▼▼▼
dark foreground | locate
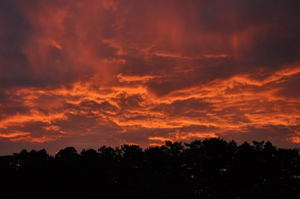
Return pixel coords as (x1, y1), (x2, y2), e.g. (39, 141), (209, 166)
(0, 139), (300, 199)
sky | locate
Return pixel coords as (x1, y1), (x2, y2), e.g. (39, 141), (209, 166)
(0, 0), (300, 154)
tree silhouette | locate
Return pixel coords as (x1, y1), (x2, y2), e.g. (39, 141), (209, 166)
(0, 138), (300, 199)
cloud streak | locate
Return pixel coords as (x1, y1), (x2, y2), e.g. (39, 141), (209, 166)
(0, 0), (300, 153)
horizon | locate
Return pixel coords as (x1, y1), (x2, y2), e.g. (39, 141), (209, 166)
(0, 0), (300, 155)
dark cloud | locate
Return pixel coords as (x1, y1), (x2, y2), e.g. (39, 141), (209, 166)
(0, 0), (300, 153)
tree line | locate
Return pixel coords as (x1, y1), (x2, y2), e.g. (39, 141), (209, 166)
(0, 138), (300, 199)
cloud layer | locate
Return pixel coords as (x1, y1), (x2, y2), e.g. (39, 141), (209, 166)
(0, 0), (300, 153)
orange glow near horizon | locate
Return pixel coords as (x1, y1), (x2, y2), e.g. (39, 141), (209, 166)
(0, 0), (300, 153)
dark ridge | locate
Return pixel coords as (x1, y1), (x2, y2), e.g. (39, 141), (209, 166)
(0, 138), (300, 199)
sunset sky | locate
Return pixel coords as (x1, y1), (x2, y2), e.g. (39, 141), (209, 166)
▲▲▲
## Exercise aim:
Reproduce the listing above verbatim, from start to finish, but omit the picture.

## The completed task:
dark foreground | locate
Return pixel coords as (x1, y1), (x2, y2), e.g. (39, 141), (209, 166)
(0, 139), (300, 199)
sky | locate
Return pixel coords as (x1, y1), (x2, y2), e.g. (39, 141), (209, 166)
(0, 0), (300, 154)
tree silhouette | locate
Return pixel coords as (x1, y1), (x2, y2), e.g. (39, 141), (209, 166)
(0, 138), (300, 199)
cloud streak | locate
Return pixel coords as (x1, y1), (x2, y2), e.g. (39, 141), (209, 166)
(0, 0), (300, 153)
horizon | locate
Return pixel coords as (x1, y1), (x2, y2), e.g. (39, 141), (209, 166)
(0, 0), (300, 155)
dark cloud | locate
Return pixel coords as (x1, y1), (x2, y2), e.g. (39, 141), (209, 166)
(0, 0), (300, 153)
tree line | locate
Return pixel coords as (x1, y1), (x2, y2), e.g. (39, 141), (209, 166)
(0, 138), (300, 199)
cloud layer | locate
Return pixel coords as (x1, y1), (x2, y2), e.g. (39, 141), (209, 166)
(0, 0), (300, 153)
orange glow near horizon | locate
Return pixel coords as (x1, y1), (x2, y2), e.g. (39, 141), (209, 166)
(0, 0), (300, 153)
dark ridge | locate
Return pixel coords as (x1, y1), (x2, y2), e.g. (39, 141), (209, 166)
(0, 138), (300, 199)
sunset sky | locate
Return pixel coords as (x1, y1), (x2, y2), e.g. (39, 141), (209, 166)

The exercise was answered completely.